## begin Excerpt
Consequently, on October 15, 2010, plaintiff moved to hold defendants in contempt of the state court ruling, at which point Justice Solomon directed the DOE to place plaintiff in a school with a similar academic profile to that of NEST+m. Id. ¶ 60. However, before Miller could be placed in a suitable alternative school, defendants agreed to allow Miller to return to his original post at NEST+m. Id. Following a stipulation dated November 8, 2010, and a resolution of his monetary claims, Miller finally returned to NEST+m on November 15, 2010. Id. ¶ 61.

Upon returning to the school, however, Miller alleges that he faced “a continuous, pervasive and relentless campaign of retaliation and harassment” as a result of his earlier litigation, protests, and complaints. Id. ¶ 62. Specifically, Miller was allegedly subjected to a litany of formal reviews and observations (unlike any other teacher at the school), allowed to teach only as a “team-teacher” and for a limited amount of time per class period, unfairly rated as “unsatisfactory” and thereby precluded from receiving any raises, and required to attend a string of disciplinary hearings concerning his interactions with the administration, all in an attempt to build a false record in order to remove him from NEST+m. Id. ¶¶ 63–161. Miller responded negatively to these developments, alleging that the disciplinary actions were conducted in bad faith and for retaliatory and harassment purposes. See, e.g., id. ¶¶ 74, 78, 81, 100–03, 150–51. This in turn prompted further disciplinary hearings to address Miller's allegedly inappropriate complaints and “insubordination,” resulting in a cycle of antagonism.
## end Excerpt
Things to do ->
1. In the excerpt about Miller's dispute with the school, on what date did Miller finally return to NEST+m?
2. Pick up the excerpt about Miller's dispute with the school after its last sentence and carry it on.
You won't need the lines after this excerpt.
## begin Dataset excerpt
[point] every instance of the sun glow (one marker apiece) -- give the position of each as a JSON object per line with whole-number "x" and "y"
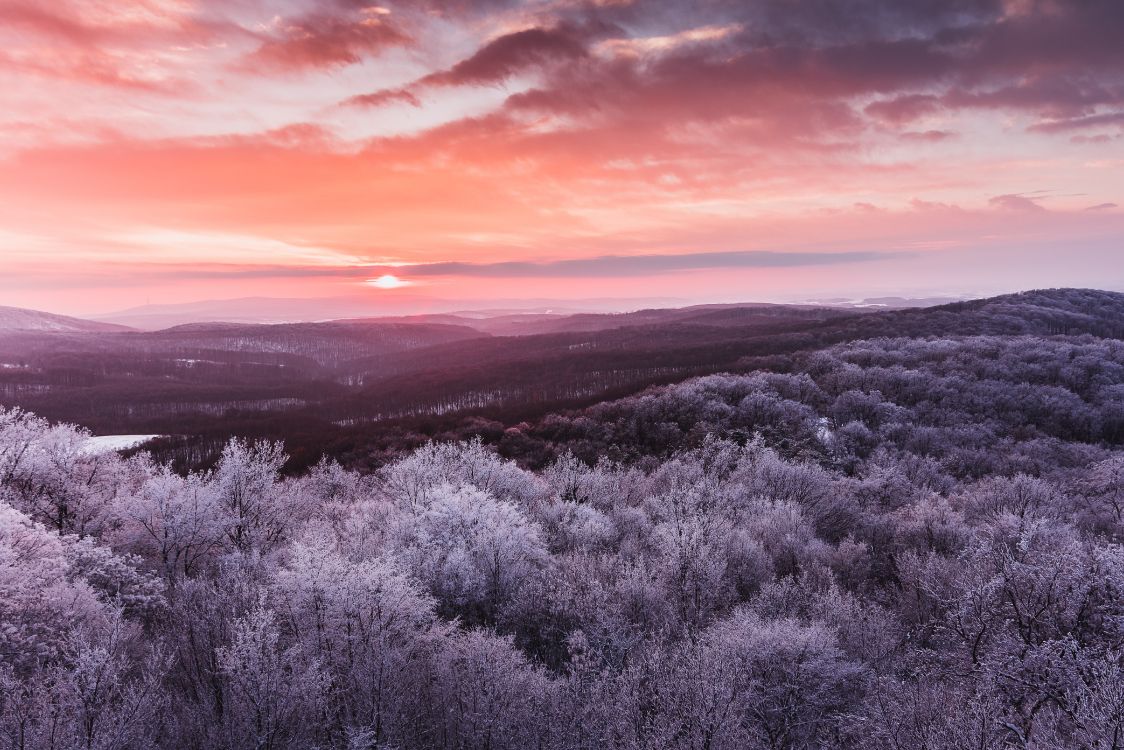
{"x": 388, "y": 281}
## end Dataset excerpt
The responses ->
1. November 15, 2010.

2.
As a result of this antagonism, Justice Solomon again asked the parties to arrange for plaintiff's transfer from NEST+m to an equivalent school. Defendants allegedly delayed such action and ultimately offered to transfer Miller on a trial-basis to another allegedly inferior school. Id. ¶ 148. Miller therefore rejected the offer and the cycle of disciplinary actions and opposition continued.

These disputes culminated in Miller's receipt of charges for a § 3020–a disciplinary hearing in May 2012. The charges included thirty-eight specifications in which Miller was accused of “unprofessional conduct” and advised that there existed just cause for his termination. Id. ¶ 162.

In response to these charges, Miller entered into a Stipulation Agreement (“the Stipulation”) in February 2013, id. ¶ 163, under which the DOE agreed to discontinue the disciplinary hearing in exchange for plaintiff's admission of guilt, payment of a fine, and waiver of his rights to “make any legal or equitable claims” “arising from or related to this matter.” Clark Decl. Ex. A. The Stipulation further noted that the parties entered the agreement “freely, knowingly and openly, without coercion or duress,” id., and Miller was represented by counsel throughout the § 3020–a process culminating in his signing of the Stipulation. Cmplt. ¶ 164. As a result of this stipulation, Miller remained employed by the DOE, but was reassigned from NEST+m to the Absent Teacher Reserve. Id. ¶ 163.

II. Procedural Posture

Miller filed an initial complaint on November 14, 2013 and, after a pre-motion conference on March 4, 2014, filed an amended complaint on April 10, 2014. This complaint alleges that defendants' actions towards Miller upon his return to NEST+m exhibited an unlawful pattern of retaliation and harassment in violation of Miller's constitutional rights, as secured to him under the First Amendment, the Equal Protection Clause, and the Due Process Clause. Defendants moved to dismiss the amended complaint under Federal Rule of Civil Procedure 12(b)(6) on May 2, 2014 and the motion was fully briefed on July 22, 2014.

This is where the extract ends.